Every line with the word "mowed" in it should be extracted from the data that follows.

------ RECORDS SUPPLIED ------

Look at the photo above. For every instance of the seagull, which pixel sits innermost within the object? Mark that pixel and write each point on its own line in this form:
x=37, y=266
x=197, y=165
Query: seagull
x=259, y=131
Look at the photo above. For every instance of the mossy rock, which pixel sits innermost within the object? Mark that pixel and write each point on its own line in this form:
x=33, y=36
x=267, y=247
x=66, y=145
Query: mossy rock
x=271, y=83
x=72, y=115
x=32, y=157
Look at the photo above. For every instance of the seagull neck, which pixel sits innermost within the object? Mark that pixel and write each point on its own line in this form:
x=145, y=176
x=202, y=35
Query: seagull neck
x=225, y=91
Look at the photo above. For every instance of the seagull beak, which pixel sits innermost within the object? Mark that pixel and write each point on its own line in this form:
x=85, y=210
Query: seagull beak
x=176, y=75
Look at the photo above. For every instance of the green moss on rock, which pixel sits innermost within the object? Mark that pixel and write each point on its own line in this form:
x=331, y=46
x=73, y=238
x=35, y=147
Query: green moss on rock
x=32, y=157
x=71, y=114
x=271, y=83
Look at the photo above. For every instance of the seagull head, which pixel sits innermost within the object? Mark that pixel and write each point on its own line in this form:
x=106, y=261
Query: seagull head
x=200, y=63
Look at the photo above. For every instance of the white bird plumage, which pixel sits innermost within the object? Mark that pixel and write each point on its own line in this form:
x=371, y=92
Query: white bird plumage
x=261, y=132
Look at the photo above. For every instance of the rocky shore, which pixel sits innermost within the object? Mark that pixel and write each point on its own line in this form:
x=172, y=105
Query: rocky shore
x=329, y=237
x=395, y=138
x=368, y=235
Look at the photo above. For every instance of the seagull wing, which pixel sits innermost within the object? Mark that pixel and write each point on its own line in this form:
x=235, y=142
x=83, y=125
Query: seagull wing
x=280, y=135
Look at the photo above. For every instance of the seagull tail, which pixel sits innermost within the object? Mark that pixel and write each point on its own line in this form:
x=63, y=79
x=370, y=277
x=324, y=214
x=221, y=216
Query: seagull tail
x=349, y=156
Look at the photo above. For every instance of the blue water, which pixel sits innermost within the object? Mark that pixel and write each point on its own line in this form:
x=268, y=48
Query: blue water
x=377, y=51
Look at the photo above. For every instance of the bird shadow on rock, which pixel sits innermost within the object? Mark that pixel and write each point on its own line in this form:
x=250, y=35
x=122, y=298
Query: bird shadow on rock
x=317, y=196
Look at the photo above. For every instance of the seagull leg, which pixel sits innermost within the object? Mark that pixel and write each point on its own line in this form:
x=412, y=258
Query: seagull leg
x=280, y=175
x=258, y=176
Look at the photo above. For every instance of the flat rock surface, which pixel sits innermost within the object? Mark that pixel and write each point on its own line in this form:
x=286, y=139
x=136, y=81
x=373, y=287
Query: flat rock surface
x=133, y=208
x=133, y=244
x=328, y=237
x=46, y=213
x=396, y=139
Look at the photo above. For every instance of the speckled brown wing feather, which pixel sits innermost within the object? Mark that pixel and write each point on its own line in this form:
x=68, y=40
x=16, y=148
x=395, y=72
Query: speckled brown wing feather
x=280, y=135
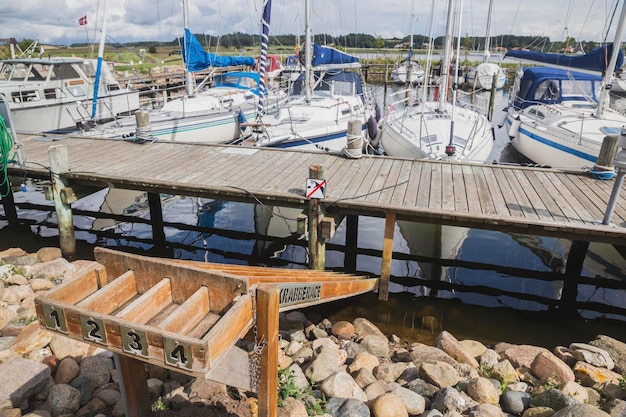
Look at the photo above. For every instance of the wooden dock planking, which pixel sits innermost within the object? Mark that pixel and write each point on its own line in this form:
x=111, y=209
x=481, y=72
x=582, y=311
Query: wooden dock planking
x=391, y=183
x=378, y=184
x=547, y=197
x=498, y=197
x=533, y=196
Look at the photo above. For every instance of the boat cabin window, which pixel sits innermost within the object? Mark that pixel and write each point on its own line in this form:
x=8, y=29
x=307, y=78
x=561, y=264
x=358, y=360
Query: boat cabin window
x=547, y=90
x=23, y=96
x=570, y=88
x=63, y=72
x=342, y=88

------
------ RECORDS SUPPLIED ------

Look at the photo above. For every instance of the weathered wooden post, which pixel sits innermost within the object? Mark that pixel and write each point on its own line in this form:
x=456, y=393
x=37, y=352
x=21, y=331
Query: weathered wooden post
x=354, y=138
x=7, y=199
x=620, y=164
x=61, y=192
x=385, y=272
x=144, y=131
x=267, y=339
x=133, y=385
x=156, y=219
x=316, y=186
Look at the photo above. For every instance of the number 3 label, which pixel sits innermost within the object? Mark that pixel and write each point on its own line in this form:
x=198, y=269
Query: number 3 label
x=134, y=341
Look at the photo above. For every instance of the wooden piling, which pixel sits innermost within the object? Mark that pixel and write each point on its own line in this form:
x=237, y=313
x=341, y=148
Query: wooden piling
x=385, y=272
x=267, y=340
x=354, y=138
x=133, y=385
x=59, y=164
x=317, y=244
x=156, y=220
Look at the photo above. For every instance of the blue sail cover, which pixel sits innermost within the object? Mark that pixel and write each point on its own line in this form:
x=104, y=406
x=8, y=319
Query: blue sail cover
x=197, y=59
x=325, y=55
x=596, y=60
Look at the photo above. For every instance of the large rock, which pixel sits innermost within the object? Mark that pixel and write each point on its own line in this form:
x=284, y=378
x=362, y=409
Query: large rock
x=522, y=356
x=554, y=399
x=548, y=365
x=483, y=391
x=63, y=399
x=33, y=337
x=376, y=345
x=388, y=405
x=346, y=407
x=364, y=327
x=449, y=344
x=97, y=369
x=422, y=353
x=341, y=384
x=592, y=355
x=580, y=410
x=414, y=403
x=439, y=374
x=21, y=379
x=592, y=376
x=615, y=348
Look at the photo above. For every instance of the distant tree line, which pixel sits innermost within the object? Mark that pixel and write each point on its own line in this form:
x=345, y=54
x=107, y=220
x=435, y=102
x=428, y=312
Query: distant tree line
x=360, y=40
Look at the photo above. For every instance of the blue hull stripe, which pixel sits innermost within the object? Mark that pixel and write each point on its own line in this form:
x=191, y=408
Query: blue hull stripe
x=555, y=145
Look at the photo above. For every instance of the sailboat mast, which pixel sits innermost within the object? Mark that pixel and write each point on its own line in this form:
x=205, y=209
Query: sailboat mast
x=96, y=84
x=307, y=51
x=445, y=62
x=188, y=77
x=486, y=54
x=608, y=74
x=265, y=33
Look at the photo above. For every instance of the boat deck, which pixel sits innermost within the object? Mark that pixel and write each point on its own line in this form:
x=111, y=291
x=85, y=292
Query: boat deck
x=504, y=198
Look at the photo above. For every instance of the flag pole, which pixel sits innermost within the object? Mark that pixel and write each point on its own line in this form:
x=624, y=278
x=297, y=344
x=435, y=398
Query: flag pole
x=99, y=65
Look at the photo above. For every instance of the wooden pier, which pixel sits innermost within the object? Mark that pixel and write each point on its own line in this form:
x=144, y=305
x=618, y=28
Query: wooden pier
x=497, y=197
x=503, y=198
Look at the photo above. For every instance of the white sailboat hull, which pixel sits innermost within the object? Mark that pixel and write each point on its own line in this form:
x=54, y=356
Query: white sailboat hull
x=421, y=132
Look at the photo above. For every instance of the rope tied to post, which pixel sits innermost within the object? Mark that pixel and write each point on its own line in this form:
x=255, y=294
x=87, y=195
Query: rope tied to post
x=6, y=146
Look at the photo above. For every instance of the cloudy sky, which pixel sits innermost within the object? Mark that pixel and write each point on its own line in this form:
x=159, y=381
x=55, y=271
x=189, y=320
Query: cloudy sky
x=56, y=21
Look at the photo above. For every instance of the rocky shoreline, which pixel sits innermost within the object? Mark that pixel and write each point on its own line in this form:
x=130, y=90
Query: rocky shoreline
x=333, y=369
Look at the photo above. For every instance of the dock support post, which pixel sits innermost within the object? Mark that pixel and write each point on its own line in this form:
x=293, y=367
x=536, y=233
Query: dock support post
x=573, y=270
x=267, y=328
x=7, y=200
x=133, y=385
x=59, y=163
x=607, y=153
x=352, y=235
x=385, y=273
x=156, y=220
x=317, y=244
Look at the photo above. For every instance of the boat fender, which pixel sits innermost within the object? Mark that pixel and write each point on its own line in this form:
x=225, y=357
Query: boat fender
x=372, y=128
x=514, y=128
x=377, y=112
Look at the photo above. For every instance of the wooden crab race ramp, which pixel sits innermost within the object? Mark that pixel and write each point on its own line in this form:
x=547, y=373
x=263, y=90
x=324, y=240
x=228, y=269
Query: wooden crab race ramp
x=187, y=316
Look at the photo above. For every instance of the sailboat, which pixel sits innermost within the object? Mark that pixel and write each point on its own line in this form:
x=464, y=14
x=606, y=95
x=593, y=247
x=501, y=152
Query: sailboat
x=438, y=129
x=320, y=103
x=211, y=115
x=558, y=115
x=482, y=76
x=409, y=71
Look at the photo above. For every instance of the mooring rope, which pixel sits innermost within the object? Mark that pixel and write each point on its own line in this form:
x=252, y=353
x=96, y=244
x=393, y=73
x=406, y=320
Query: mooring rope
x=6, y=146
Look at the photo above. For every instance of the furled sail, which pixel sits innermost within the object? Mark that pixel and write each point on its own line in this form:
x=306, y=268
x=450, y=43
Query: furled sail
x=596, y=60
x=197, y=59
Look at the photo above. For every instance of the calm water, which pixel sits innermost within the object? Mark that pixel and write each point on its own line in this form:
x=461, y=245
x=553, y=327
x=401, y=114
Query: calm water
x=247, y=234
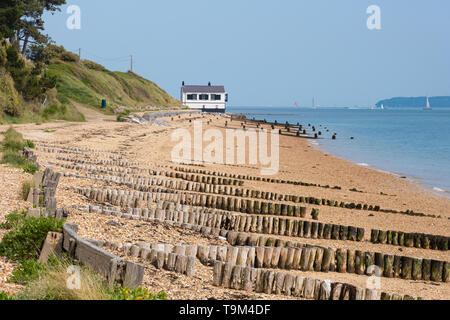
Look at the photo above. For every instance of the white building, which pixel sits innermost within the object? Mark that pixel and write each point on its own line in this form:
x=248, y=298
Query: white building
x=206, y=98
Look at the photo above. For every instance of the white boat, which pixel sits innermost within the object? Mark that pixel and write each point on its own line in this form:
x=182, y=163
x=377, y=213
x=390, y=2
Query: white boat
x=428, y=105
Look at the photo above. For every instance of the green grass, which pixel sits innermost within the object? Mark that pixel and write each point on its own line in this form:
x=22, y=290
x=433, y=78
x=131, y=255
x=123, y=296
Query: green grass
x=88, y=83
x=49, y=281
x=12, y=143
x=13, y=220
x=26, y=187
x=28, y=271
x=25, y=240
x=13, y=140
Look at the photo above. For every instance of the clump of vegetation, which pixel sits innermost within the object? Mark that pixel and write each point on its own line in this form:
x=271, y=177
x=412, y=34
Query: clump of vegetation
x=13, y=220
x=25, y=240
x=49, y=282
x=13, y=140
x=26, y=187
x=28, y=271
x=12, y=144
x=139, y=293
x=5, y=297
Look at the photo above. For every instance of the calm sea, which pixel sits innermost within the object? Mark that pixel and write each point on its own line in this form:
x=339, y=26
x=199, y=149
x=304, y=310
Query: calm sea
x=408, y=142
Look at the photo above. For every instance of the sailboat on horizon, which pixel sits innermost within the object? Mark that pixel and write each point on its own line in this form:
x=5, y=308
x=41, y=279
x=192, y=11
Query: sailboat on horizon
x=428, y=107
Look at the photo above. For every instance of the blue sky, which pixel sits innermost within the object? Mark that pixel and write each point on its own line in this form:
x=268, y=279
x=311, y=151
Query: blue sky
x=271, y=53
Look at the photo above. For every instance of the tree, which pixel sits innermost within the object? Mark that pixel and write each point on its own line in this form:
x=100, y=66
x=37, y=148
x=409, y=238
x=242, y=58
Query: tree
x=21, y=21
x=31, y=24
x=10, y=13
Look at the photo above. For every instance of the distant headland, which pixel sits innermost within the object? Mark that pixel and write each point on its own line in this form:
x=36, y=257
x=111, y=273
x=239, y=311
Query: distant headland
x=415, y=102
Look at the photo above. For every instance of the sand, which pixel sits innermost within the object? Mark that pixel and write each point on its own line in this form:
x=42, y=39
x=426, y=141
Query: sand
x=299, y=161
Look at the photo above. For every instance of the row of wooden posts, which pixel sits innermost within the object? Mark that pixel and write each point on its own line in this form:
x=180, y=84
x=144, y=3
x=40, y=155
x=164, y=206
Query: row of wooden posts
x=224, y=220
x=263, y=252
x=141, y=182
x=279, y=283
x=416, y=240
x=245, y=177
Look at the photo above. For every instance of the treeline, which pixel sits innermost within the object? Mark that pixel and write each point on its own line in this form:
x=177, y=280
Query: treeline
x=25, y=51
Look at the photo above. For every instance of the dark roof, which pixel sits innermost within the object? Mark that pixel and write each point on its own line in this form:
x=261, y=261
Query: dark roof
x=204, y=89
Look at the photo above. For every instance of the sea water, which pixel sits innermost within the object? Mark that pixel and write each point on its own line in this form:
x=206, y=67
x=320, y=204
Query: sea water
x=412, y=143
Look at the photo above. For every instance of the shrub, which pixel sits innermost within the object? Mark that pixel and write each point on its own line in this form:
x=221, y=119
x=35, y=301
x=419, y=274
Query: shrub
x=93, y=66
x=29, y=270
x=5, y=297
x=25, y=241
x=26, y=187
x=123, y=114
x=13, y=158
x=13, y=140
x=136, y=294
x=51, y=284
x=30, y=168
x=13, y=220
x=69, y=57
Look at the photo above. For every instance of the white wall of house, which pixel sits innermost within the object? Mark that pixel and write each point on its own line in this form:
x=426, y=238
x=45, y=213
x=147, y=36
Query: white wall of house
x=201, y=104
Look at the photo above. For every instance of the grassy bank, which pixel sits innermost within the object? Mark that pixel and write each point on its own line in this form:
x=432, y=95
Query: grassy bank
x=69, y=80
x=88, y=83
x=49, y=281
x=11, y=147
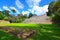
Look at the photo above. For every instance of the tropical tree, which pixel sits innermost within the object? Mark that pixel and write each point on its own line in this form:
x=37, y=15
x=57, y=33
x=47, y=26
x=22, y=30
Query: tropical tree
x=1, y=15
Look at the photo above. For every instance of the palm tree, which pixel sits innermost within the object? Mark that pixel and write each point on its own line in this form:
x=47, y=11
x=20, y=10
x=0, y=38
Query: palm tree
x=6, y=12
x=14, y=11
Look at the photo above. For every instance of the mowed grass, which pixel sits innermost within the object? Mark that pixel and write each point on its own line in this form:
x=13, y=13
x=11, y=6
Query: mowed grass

------
------ RECORDS SUPPLIED ------

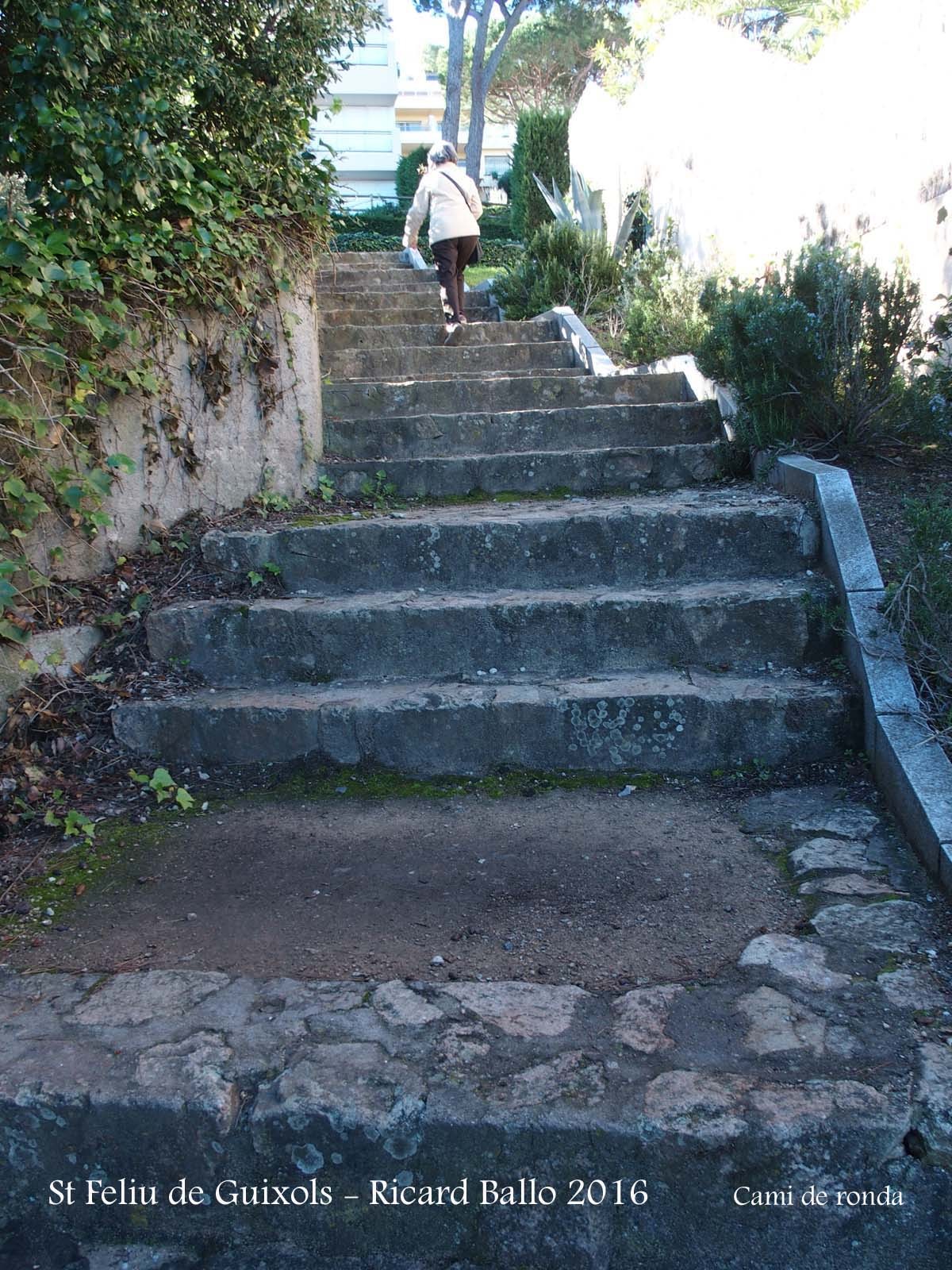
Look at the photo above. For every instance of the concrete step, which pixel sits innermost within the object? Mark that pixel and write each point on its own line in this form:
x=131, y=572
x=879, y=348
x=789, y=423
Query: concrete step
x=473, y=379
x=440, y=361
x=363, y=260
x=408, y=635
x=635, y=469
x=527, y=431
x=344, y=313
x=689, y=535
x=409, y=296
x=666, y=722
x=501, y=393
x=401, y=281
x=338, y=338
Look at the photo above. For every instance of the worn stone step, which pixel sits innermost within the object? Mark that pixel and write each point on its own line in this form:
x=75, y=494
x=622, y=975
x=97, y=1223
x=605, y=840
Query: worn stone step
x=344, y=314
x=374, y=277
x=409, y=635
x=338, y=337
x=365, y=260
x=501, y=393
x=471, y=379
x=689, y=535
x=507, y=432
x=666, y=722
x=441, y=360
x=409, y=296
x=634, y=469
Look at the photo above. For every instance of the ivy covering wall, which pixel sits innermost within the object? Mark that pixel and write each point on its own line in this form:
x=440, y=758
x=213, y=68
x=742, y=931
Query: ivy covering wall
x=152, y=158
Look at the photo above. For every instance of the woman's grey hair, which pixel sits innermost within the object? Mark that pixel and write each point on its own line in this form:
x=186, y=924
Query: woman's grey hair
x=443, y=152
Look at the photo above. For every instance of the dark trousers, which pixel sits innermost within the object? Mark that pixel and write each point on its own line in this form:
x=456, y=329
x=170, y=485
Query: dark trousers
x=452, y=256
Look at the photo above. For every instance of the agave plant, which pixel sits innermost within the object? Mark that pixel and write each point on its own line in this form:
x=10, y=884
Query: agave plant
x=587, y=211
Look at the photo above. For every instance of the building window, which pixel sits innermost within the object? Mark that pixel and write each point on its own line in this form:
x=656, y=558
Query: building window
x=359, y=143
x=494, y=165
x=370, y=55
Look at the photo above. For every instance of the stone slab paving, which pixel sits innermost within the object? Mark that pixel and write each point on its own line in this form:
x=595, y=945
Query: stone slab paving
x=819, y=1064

------

## REPLY TO THE EXERCISE:
Look at the photo above. For every instance of the mowed grass, which pixel sits innermost within the object? Mark that pixel and write each point on its own line in this form:
Query: mowed grass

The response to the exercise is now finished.